* _必要な作業_: 「Habitat-census task: mark the hard」を含む行で始まり「point(143, 151)」を含む行で終わる部分だけを書き出しなさい。その際、「hard hat」を「safety helmet」に入れ替え、ほかはすべてそのままにすること。

* _演習素材_:

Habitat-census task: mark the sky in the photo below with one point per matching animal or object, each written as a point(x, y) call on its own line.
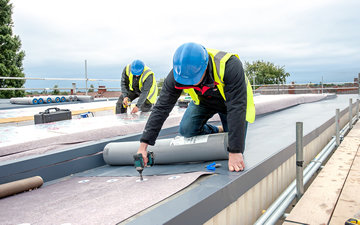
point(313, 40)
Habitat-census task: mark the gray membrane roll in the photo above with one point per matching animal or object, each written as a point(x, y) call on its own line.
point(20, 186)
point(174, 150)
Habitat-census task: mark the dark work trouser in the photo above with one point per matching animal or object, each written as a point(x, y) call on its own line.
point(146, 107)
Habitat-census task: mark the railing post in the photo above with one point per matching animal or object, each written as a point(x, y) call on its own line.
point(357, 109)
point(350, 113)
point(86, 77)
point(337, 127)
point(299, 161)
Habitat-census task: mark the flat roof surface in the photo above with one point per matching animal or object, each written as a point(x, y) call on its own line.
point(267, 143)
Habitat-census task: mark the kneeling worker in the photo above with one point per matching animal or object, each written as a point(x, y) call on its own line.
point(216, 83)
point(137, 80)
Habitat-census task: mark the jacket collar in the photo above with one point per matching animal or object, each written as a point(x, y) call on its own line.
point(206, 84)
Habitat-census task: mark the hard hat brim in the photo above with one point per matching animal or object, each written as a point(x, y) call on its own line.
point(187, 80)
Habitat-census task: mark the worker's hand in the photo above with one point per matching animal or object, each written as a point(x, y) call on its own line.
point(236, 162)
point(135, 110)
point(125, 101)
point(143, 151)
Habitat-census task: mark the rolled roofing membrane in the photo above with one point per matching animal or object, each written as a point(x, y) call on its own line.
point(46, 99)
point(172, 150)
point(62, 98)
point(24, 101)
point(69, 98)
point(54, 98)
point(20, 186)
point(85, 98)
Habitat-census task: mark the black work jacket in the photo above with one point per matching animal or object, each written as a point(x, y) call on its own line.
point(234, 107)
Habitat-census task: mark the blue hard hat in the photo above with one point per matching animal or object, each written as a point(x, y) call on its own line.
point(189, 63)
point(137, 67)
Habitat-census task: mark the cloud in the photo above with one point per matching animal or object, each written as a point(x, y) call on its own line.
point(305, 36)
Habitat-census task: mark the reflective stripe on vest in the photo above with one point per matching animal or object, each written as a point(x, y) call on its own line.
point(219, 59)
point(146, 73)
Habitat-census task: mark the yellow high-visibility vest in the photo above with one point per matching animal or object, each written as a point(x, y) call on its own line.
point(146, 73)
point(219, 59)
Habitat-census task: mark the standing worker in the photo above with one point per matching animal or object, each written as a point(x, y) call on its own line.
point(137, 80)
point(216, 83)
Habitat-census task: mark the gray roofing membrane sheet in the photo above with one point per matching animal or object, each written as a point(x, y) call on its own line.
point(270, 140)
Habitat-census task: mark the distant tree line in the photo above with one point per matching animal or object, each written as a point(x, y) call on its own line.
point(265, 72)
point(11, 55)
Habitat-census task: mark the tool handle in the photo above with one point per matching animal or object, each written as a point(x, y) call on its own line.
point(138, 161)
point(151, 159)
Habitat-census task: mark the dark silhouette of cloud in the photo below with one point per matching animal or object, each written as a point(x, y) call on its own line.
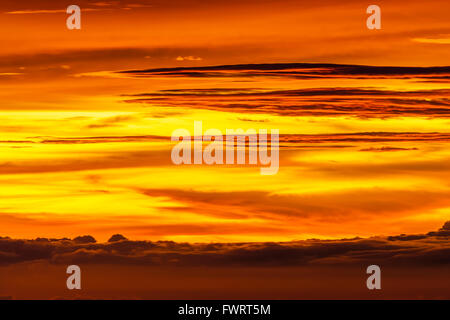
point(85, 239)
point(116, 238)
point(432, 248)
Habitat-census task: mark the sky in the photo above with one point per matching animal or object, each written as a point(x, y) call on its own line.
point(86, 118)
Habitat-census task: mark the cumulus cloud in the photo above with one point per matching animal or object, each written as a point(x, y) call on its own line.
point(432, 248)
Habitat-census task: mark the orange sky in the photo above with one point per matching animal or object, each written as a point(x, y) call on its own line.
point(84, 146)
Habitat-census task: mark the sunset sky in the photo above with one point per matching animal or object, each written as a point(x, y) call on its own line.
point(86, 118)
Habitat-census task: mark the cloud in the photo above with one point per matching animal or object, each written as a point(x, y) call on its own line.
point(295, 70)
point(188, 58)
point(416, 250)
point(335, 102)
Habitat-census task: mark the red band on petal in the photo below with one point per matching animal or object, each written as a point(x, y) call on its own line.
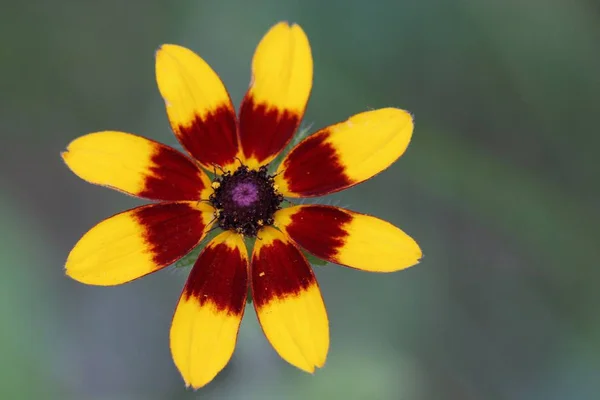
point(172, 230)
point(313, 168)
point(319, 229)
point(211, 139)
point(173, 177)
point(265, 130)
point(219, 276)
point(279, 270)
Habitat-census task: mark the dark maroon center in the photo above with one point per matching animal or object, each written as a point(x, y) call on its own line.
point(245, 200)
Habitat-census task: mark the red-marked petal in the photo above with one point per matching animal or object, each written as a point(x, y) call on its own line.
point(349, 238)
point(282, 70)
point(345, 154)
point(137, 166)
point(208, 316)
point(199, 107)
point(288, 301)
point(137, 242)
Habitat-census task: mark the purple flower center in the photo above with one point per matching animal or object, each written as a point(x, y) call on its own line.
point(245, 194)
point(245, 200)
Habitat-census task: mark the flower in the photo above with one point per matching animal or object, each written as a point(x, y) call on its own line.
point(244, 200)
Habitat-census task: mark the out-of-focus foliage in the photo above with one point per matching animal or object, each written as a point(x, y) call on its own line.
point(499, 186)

--

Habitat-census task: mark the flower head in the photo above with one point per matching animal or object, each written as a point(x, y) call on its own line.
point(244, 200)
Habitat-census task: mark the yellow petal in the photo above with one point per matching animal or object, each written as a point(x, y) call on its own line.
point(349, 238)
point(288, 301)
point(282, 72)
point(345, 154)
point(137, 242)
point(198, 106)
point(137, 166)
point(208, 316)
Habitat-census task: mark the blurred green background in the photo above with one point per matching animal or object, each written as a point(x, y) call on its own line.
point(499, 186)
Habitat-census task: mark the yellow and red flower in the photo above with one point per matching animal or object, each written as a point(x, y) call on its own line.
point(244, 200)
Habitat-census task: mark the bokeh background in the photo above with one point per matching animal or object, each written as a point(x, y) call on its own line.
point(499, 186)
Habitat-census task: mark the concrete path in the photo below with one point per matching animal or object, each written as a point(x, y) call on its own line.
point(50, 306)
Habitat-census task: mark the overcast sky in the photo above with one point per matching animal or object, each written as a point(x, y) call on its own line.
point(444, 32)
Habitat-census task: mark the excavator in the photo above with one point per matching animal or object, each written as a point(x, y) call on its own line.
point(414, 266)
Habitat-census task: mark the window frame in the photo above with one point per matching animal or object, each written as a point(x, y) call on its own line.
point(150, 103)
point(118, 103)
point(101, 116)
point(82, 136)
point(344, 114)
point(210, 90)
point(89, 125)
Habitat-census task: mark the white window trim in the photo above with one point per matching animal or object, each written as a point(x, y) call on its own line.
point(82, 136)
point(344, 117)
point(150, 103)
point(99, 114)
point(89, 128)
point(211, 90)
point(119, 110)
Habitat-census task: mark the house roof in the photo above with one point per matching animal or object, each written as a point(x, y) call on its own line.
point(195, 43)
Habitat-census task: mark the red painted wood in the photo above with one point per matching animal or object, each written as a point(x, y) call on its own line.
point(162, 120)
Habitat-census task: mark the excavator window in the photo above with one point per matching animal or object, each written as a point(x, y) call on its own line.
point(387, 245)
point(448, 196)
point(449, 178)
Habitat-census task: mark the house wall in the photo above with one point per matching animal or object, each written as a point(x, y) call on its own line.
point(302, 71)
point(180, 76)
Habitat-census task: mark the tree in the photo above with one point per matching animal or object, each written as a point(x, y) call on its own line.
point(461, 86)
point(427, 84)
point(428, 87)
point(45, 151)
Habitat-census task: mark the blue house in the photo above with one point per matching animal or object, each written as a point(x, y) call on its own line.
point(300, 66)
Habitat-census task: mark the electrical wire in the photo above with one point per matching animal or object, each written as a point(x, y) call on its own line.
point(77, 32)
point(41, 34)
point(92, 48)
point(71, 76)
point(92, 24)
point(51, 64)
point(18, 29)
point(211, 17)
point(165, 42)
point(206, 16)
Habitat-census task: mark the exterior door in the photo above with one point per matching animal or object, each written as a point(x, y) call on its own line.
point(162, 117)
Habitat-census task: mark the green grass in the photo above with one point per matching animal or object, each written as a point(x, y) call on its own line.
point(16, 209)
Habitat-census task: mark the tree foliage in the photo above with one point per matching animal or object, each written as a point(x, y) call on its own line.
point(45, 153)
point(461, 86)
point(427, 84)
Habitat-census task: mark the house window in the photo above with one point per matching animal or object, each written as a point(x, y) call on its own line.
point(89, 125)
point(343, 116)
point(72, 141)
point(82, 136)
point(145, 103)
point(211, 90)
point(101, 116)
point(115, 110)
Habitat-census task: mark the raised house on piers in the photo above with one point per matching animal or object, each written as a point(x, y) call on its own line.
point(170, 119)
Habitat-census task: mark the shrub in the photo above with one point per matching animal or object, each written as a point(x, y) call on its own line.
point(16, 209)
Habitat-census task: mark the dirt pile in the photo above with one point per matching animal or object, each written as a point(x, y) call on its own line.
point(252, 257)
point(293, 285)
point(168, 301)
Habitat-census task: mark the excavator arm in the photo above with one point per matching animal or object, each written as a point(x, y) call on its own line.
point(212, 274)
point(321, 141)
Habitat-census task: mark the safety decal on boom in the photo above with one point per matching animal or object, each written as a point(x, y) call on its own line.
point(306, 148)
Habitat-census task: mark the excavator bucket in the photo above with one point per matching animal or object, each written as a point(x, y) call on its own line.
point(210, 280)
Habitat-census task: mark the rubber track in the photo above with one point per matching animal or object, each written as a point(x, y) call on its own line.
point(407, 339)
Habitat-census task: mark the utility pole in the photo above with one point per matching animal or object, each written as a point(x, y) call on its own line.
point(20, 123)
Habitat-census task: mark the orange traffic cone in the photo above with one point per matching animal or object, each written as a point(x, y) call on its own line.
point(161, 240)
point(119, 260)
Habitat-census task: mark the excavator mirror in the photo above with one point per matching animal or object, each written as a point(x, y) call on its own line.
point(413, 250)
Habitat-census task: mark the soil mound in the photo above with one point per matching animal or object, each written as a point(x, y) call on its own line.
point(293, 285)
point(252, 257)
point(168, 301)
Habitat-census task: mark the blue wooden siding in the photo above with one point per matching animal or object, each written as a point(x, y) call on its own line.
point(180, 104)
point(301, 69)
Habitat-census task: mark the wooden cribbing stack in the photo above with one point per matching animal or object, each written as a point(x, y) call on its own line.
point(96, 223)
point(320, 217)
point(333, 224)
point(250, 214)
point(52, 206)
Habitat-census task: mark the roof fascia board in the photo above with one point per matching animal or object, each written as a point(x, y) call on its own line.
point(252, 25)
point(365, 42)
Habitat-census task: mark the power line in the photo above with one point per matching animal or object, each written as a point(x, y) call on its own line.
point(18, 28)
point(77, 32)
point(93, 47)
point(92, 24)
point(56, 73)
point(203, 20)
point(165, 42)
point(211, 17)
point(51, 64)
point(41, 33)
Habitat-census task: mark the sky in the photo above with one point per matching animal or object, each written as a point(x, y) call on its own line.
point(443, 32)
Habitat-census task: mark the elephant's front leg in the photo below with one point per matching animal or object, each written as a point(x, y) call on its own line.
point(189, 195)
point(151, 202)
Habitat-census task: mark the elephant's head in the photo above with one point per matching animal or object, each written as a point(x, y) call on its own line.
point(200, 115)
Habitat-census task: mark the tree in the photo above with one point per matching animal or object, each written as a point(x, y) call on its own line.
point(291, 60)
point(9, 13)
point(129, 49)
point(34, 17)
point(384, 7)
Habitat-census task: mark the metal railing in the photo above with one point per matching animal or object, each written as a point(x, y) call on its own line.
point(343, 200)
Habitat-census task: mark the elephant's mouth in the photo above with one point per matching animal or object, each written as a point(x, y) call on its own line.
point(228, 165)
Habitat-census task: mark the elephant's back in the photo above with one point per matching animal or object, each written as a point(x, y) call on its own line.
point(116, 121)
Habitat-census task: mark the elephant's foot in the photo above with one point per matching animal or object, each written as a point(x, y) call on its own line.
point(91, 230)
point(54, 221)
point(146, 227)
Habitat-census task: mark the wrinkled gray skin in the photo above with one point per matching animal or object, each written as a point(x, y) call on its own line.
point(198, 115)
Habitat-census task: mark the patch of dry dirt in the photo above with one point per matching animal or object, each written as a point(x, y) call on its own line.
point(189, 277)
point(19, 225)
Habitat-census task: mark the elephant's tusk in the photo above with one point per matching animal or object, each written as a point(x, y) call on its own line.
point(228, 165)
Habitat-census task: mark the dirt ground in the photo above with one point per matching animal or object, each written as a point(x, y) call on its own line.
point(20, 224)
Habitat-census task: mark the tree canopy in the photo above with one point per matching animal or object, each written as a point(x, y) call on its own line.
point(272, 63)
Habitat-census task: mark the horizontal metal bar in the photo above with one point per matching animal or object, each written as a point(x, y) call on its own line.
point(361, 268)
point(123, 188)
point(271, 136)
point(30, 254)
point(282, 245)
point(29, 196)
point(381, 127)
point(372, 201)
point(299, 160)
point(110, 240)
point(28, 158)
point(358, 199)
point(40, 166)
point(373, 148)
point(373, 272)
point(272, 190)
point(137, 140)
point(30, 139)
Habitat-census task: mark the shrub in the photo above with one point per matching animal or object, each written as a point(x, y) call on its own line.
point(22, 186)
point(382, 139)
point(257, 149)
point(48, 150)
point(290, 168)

* _結果_:
Habitat-census task: mark the safety helmet brim in the photo above with one point per matching animal or object, each written as a point(x, y) call on its own line.
point(187, 80)
Habitat-census task: mark the worker's hand in the photo above with one point per matching animal or object, each written as a point(x, y) call on its own line.
point(236, 162)
point(135, 110)
point(125, 101)
point(143, 151)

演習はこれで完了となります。